### Raw records:
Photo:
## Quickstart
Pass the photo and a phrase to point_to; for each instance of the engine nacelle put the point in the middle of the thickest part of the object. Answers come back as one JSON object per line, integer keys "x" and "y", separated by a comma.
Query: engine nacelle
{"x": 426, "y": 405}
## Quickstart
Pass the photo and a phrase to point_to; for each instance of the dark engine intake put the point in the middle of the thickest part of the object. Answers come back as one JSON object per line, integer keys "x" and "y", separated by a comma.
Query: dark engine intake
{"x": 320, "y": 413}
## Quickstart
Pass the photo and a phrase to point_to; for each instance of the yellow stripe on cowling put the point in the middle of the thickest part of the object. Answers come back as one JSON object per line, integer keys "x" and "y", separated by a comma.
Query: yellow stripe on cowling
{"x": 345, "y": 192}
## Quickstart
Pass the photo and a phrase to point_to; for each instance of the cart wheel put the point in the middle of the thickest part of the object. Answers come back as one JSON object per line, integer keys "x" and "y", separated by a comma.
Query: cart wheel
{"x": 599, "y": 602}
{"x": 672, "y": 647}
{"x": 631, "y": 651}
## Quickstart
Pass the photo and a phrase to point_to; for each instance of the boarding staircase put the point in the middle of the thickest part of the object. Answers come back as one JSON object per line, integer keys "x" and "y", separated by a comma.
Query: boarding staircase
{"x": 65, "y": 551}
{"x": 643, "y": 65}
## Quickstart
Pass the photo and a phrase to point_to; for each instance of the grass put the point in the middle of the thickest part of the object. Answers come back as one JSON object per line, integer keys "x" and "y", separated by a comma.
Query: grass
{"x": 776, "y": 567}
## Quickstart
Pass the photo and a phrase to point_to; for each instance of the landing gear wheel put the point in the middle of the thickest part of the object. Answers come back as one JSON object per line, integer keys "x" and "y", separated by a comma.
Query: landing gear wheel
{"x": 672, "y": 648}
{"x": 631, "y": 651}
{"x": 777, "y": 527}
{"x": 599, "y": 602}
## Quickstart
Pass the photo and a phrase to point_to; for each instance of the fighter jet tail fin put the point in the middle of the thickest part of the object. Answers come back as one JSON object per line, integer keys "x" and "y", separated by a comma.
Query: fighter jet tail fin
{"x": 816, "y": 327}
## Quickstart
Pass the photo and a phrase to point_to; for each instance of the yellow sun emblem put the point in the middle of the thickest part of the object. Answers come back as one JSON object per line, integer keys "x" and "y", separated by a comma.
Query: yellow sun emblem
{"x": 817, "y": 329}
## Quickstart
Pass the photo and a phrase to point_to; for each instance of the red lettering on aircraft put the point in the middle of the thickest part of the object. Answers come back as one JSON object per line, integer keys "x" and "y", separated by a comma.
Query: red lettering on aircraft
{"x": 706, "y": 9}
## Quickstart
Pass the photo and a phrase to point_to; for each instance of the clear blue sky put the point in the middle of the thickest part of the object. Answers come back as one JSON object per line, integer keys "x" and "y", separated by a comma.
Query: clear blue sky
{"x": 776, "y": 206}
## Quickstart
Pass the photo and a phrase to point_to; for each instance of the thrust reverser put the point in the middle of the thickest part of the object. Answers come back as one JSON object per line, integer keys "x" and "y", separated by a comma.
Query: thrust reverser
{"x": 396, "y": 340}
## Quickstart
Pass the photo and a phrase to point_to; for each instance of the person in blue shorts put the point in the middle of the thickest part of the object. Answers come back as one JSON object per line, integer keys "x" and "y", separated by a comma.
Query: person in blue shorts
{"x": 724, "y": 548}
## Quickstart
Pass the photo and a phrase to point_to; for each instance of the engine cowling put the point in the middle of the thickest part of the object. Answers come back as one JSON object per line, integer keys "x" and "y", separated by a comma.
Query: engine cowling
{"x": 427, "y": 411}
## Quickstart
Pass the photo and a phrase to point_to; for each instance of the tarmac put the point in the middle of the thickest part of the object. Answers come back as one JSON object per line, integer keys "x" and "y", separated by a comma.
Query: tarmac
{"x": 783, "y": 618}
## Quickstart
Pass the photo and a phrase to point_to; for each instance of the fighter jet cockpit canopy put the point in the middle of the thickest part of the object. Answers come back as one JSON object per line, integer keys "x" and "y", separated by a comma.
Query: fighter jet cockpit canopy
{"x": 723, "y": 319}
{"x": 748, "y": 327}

### Job:
Copy every line exactly. Leave nothing out.

### Solution:
Photo:
## Quickstart
Pass the photo and a phrase to point_to; for each instance of the engine nacelle put the point in the middle of the thickest part of the object. Answers come back as one JSON object per line, integer keys "x" and "y", separated by a comma.
Query: engine nacelle
{"x": 426, "y": 405}
## Quickstart
Pass the photo and a phrase to point_to; for each instance of the dark engine intake put the point in the middle of the thickest part of the object. Answers come back as one JSON object per line, integer keys "x" and "y", separated by a comma.
Query: dark engine intake
{"x": 320, "y": 413}
## Quickstart
Pass the photo and a phrase to point_to; for each instance of the yellow stripe on cowling put the point in the middle of the thickest part of the object. Answers come back as one JSON object per line, integer keys "x" and "y", separated by a comma.
Query: yellow stripe on cowling
{"x": 345, "y": 192}
## Quickstart
Pass the photo and a phrase to point_to; for each instance of the cart wheel put the point in the middle of the thickest part of the object. Answers come back as one JSON object per line, integer keys "x" and "y", separated by a comma.
Query: cart wheel
{"x": 599, "y": 602}
{"x": 672, "y": 647}
{"x": 631, "y": 651}
## Quickstart
Pass the photo and a phrase to point_to; for each instance of the boarding staircase put the point in the middle of the thickest part of the object. Answers come back as one JSON object per line, integer keys "x" and "y", separated by a comma.
Query: boarding staircase
{"x": 65, "y": 551}
{"x": 643, "y": 65}
## Quickstart
Pass the photo and a phrase to point_to; for each instance of the grass put the point in the middle of the thickest part of the object. Answers come back as one JSON object per line, integer keys "x" and "y", separated by a comma.
Query: grass
{"x": 776, "y": 567}
## Quickstart
Pass the photo and a phrase to point_to; for each instance of the landing gear wheel put the point in the middle of the thickest part of the object. Answers come back as one JSON object per line, integer keys "x" and "y", separated by a comma.
Query: landing gear wheel
{"x": 672, "y": 648}
{"x": 631, "y": 651}
{"x": 777, "y": 527}
{"x": 599, "y": 602}
## Quickstart
Pass the photo and a phrase to point_to; for each instance of the fighter jet tail fin put the point in the middle of the thickest part of the object. Answers come back as one JSON object per line, integer keys "x" and "y", separated by a comma.
Query: fighter jet tail fin
{"x": 816, "y": 327}
## Quickstart
Pass the photo and a phrase to point_to; for each instance of the yellow sun emblem put the point in the middle of the thickest part of the object. Answers come back as one JSON object per line, integer keys "x" and "y", separated by a comma.
Query: yellow sun emblem
{"x": 817, "y": 329}
## Quickstart
Pass the photo and a phrase to point_to; for each instance of the red lettering on aircraft put the point in the middle of the thickest part of the object. Answers come back as one JSON object per line, integer keys "x" and "y", separated by a comma.
Query: red lettering on aircraft
{"x": 706, "y": 9}
## Quickstart
Pass the photo and a phrase to point_to; for each instance of the clear blue sky put the point in the middle of the thickest part of the object. Answers come back as one JSON object per line, integer keys "x" and "y", separated by a comma.
Query: clear blue sky
{"x": 776, "y": 206}
## Quickstart
Pass the photo and a phrase to point_to; for each instance of the thrust reverser put the point in the middle of the thickest part of the object. Answers come back as one JSON object per line, integer keys "x" and "y", separated by a comma.
Query: thrust reverser
{"x": 396, "y": 340}
## Quickstart
Pass the photo and a phrase to point_to; for each instance of the person in blue shorts put the point in the middle of the thickest part of the object. Answers come back as one JSON object per line, integer keys "x" and "y", separated by a comma.
Query: person in blue shorts
{"x": 724, "y": 548}
## Quickstart
Pass the photo and a phrase to point_to; for each instance of the engine cowling put the point in the middle of the thickest part of the object. Answers come back as one JSON object per line, integer keys "x" and "y", separated by a comma.
Query: engine cowling
{"x": 427, "y": 411}
## Quickstart
Pass the photo and a phrase to point_to; for each instance of the tarmac put the point in the middle of the thickest part of the object. Answers come back as one JSON object per line, integer keys "x" and "y", separated by a comma.
Query: tarmac
{"x": 783, "y": 618}
## Quickstart
Pass the photo and a phrase to point_to; for each instance of the fighter jet cockpit canopy put the point in the middle of the thickest part of the object. Answers come back as one JSON object per line, integer keys "x" and "y", separated by a comma.
Query: fighter jet cockpit canopy
{"x": 723, "y": 319}
{"x": 748, "y": 327}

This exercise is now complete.